*PASSAGE*.
** START **

The thing I love about ropeladder's comment above is that the second paragraph neatly summarizes the 1990s-Utopian ideal of the old Internet, while the first paragraph neatly demonstrates how the language used by 1990s Internet idealists was hijacked by the hucksters who've since taken over. I have tremendous respect for ropeladder for so clearly and concisely summing up how the scam works.
posted by You Can't Tip a Buick at 12:49 PM on June 9, 2014 [1 favorite]


The "for society!" argument is a very dangerous one.

Or at the very least, it's a much better argument for the socialization of property than for this sort of capital extraction.
posted by kewb at 12:49 PM on June 9, 2014 [1 favorite]


I understand the skim of Uber and Airbnb is 20%. Seems like a large house 'take'.

Sounds like an opportunity for someone else to come along and undercut them on price.

What are the structural constraints baked into our society that make wealth-distributing co-ops rare and difficult and technolibertarian schemes common?

Because many people don't think the way you do, and would think it foolish to come up with a profitable business idea and then not profit from it?

Metafilter makes me feel like such a hardcore capitalist. It's like the opposite of Reddit and Facebook.

** END **

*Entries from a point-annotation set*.

** START **

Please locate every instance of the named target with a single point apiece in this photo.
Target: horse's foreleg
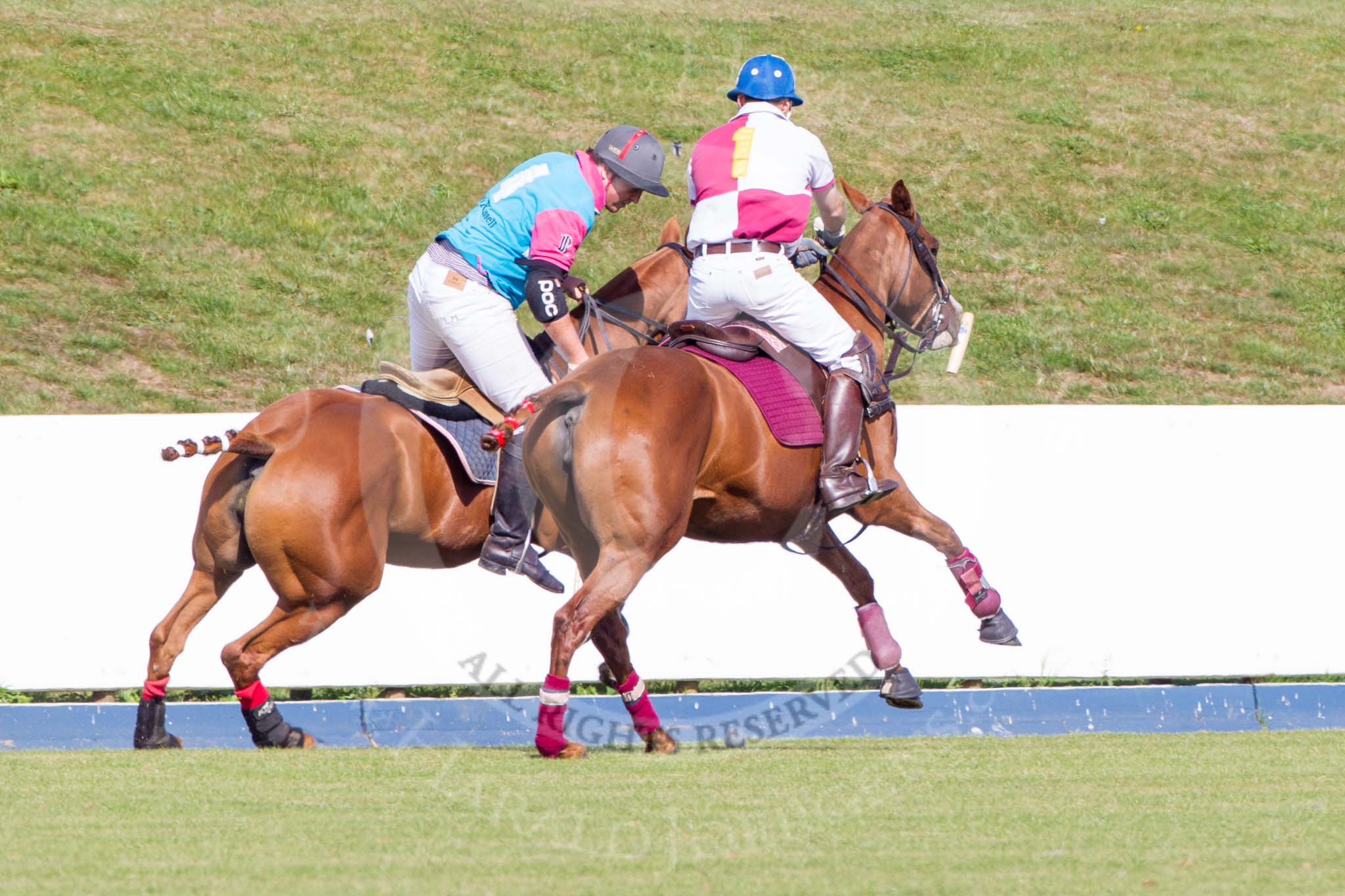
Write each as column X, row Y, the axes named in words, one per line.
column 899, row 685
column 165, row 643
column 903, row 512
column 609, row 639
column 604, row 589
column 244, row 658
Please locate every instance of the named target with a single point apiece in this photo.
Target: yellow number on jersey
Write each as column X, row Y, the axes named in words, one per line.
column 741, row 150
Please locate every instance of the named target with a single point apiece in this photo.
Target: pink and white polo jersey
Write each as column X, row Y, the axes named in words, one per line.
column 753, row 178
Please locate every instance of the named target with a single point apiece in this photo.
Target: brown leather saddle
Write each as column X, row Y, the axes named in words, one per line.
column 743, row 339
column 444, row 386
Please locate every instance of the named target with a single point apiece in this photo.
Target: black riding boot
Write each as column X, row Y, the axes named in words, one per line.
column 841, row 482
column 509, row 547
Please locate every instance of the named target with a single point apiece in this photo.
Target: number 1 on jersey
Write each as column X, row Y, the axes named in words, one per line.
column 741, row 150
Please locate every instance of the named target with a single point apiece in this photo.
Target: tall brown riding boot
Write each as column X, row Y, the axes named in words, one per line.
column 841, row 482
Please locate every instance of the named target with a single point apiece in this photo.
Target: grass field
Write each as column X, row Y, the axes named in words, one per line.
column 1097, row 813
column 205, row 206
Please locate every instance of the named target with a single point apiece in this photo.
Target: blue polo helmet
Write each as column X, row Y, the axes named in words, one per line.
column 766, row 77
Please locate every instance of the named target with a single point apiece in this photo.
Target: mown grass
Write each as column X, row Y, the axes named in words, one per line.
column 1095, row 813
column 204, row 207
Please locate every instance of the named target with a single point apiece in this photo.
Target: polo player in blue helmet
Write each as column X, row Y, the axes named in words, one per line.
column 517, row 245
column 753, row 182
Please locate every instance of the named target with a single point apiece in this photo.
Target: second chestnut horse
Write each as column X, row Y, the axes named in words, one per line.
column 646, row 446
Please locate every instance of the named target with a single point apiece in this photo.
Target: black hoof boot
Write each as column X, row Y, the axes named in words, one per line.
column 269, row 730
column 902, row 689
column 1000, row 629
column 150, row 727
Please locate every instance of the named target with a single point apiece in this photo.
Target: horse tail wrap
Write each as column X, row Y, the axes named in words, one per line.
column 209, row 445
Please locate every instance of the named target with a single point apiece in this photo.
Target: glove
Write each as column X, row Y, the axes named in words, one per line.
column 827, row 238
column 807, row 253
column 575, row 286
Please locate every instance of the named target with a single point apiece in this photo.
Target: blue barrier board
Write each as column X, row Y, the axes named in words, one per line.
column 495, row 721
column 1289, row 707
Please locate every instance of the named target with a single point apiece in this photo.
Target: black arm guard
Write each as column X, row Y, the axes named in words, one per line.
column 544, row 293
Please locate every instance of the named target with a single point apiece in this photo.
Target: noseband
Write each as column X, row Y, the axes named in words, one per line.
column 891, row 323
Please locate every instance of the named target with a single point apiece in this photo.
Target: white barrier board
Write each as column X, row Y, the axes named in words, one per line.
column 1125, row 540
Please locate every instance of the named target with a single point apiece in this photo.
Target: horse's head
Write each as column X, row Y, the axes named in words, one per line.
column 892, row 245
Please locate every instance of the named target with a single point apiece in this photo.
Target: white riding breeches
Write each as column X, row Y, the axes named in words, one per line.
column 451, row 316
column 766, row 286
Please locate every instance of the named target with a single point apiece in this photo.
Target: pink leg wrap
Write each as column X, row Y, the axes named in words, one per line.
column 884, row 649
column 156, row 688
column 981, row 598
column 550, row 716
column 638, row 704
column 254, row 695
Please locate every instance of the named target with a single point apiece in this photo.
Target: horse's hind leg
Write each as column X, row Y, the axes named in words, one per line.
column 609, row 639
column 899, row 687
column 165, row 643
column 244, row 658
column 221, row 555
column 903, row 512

** END **

Continue the comment thread about Uber and Airbnb from its last line. The entries have no connection to the comment thread.

*THE ANSWER*.
posted by Pruitt-Igoe at 12:53 PM on June 9, 2014 [5 favorites]


If it is rented out when the owner doesn't use it,

But that's not what happens with the vast majority of AirBnB things: those are apartments that are already occupied by renters, who then rent the space out (again) for short-term stays. We're not talking VRBO here. Which concept has been around for a while and never got called "sharing."

(Now, of course, it seems that some landlords are discovering how much more money they can make via AirBnB instead of pesky tenants, so they are evicting their tenants and turning the property into full-time AirBnB places.)

The car I drive to work is currently sitting idly in the parking lot here, waiting for me to drive it home, but renting it out to someone else to drive for Uber or Lyft is not how those work. My time - which is the thing that's available for "sharing" - is already booked by my employer, so that's a no-go as well.
posted by rtha at 12:56 PM on June 9, 2014 [3 favorites]


Umm, her free piece on Medium (run by folks who started the sharing system uber alles, Twitter) undermines journalists/writers who use to be able to work on these kinds of items for pay.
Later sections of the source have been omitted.